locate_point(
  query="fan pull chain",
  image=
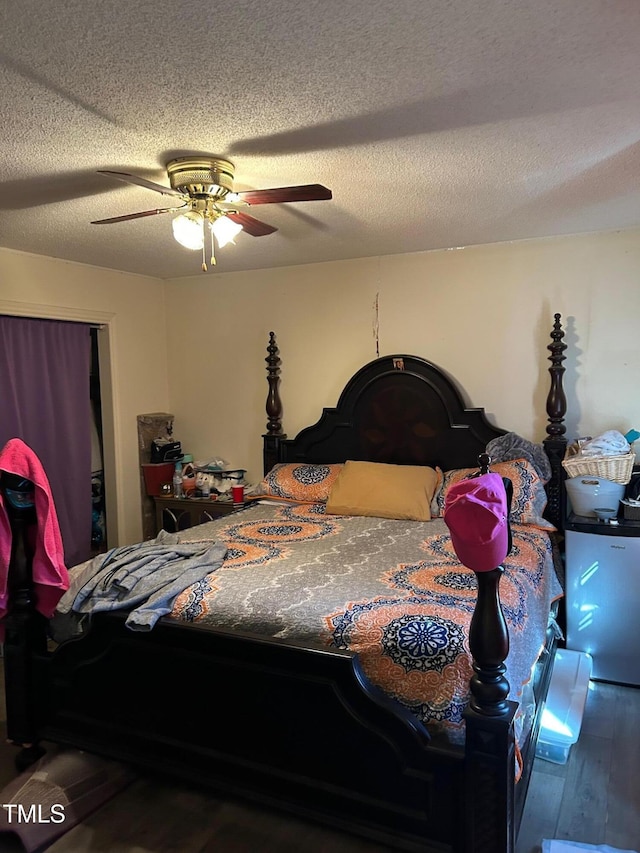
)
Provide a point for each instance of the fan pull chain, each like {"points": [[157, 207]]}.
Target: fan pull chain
{"points": [[204, 251]]}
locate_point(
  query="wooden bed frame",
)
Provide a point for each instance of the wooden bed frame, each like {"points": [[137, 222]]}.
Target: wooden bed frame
{"points": [[290, 727]]}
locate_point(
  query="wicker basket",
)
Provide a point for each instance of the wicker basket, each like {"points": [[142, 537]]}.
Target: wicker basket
{"points": [[615, 468]]}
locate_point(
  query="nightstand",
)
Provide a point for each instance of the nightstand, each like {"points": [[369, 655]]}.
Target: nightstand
{"points": [[173, 514]]}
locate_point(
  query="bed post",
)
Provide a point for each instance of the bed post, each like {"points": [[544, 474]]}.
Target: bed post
{"points": [[274, 434], [25, 636], [555, 443], [490, 738]]}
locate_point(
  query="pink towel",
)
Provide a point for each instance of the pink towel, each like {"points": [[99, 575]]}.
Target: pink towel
{"points": [[50, 576]]}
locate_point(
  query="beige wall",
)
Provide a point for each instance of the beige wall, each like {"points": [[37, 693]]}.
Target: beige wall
{"points": [[482, 313], [196, 346], [133, 355]]}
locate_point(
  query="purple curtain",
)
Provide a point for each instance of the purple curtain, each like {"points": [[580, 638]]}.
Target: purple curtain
{"points": [[44, 400]]}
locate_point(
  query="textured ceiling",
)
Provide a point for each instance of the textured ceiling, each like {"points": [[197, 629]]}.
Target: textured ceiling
{"points": [[435, 124]]}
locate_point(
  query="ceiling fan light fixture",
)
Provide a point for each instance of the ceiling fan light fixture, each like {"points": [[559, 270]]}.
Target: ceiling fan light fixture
{"points": [[224, 230], [188, 230]]}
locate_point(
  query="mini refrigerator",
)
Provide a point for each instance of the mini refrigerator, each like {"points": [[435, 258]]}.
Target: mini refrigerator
{"points": [[603, 596]]}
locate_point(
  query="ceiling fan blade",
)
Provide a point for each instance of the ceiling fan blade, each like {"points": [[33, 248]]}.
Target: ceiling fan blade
{"points": [[277, 195], [141, 182], [128, 216], [252, 225]]}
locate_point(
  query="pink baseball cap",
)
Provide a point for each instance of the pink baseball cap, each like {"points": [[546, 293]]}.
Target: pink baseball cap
{"points": [[476, 514]]}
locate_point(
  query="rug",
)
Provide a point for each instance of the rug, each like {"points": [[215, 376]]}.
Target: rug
{"points": [[551, 846], [55, 794]]}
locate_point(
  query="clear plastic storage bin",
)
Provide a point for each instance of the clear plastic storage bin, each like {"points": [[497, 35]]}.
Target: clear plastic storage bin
{"points": [[564, 708]]}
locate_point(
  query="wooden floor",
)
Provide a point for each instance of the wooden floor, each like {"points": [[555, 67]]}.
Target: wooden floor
{"points": [[594, 798]]}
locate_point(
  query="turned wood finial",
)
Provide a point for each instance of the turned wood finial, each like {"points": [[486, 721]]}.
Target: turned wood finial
{"points": [[484, 461], [489, 645], [274, 405], [556, 399]]}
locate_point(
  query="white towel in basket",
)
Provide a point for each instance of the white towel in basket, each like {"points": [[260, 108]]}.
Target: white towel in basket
{"points": [[609, 443]]}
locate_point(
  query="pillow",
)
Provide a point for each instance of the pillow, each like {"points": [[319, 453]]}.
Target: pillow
{"points": [[297, 483], [384, 491], [529, 497]]}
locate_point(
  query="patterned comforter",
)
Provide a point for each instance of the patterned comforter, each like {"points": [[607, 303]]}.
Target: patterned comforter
{"points": [[392, 591]]}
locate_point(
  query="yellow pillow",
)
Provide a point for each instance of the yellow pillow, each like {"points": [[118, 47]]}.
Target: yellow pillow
{"points": [[383, 491]]}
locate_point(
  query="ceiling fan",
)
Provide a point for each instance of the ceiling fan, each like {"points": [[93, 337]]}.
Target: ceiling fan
{"points": [[204, 187]]}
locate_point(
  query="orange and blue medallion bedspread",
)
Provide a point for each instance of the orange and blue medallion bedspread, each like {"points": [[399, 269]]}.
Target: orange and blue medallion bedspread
{"points": [[391, 591]]}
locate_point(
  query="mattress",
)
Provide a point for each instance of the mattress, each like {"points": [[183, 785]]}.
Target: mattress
{"points": [[391, 591]]}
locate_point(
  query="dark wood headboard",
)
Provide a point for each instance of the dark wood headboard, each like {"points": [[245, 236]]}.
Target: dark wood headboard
{"points": [[404, 410]]}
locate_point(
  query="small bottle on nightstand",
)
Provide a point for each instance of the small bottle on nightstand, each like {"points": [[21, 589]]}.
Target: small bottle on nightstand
{"points": [[177, 480]]}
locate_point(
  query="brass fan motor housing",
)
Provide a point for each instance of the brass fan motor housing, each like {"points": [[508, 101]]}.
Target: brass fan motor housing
{"points": [[201, 176]]}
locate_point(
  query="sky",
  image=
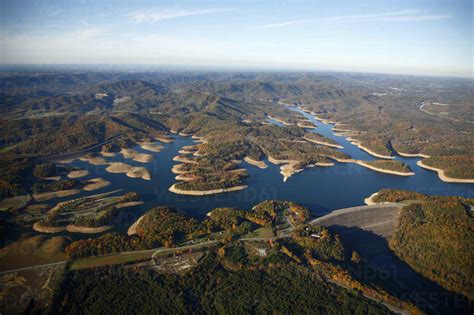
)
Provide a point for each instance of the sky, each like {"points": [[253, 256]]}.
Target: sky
{"points": [[427, 37]]}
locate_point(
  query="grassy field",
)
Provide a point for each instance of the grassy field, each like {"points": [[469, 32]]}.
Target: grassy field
{"points": [[33, 251], [265, 231], [114, 259]]}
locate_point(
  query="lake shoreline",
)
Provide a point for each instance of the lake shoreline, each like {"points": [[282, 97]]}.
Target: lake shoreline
{"points": [[443, 176], [175, 190]]}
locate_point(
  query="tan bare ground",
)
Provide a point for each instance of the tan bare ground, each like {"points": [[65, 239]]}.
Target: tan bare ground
{"points": [[94, 160], [107, 154], [55, 194], [15, 202], [164, 139], [67, 161], [136, 156], [133, 228], [183, 134], [78, 173], [443, 176], [95, 183], [204, 192], [184, 159], [186, 177], [150, 146], [177, 169], [139, 172], [323, 143], [87, 230], [260, 164], [118, 167], [128, 204], [38, 227]]}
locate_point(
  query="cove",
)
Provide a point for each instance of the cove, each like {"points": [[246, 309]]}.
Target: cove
{"points": [[321, 189]]}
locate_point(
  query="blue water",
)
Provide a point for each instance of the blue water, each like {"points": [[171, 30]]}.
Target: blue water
{"points": [[321, 189]]}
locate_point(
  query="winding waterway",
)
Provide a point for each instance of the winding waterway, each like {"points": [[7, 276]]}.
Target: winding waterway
{"points": [[321, 189]]}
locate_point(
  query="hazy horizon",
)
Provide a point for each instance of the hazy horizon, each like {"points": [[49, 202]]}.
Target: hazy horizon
{"points": [[430, 38]]}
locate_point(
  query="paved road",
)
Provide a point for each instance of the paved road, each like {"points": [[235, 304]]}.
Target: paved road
{"points": [[33, 267]]}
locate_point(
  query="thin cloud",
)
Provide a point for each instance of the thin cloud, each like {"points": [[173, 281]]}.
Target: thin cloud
{"points": [[288, 23], [154, 16], [395, 16]]}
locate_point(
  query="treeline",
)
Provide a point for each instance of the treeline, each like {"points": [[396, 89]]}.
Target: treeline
{"points": [[390, 165], [435, 238], [209, 289]]}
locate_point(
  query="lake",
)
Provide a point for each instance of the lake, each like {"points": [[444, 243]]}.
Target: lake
{"points": [[321, 189]]}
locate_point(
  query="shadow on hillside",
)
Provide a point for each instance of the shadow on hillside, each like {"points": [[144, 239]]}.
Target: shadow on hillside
{"points": [[386, 270]]}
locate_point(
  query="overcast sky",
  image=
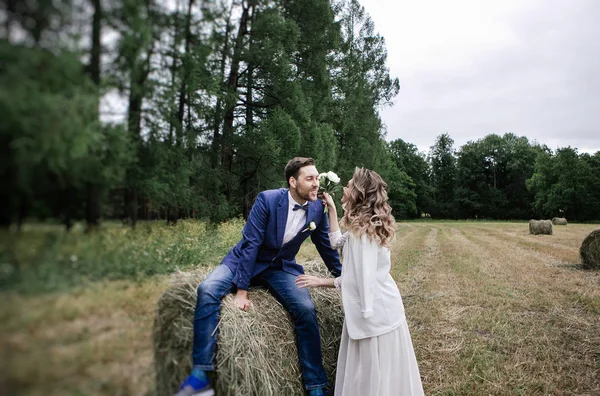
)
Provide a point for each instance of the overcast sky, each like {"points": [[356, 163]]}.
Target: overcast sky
{"points": [[475, 67]]}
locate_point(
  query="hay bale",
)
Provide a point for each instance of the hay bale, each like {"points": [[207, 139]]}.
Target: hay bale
{"points": [[590, 250], [559, 221], [256, 350], [540, 227]]}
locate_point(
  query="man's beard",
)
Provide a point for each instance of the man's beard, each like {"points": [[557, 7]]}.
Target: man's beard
{"points": [[304, 194]]}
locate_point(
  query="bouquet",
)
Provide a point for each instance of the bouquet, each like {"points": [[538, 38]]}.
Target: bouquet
{"points": [[329, 182]]}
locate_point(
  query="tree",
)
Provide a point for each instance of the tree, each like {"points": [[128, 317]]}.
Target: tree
{"points": [[443, 174]]}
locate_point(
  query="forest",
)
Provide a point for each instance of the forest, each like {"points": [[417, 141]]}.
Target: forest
{"points": [[142, 110]]}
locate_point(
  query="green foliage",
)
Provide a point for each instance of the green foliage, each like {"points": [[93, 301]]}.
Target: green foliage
{"points": [[219, 96], [565, 185]]}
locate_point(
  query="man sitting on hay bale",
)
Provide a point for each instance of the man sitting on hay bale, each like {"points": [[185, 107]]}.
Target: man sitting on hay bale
{"points": [[280, 220]]}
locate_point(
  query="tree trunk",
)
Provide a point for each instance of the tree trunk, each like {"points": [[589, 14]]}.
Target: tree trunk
{"points": [[231, 100], [93, 207], [184, 80], [215, 148]]}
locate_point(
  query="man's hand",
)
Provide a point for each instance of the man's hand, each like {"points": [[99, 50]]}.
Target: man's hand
{"points": [[303, 281], [328, 199], [241, 300]]}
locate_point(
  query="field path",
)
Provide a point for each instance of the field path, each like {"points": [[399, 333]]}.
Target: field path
{"points": [[493, 310]]}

• • • •

▸ **Goal**
How many lines in the entries above contain the word "patterned"? Give only the number.

▸ **Exercise result**
3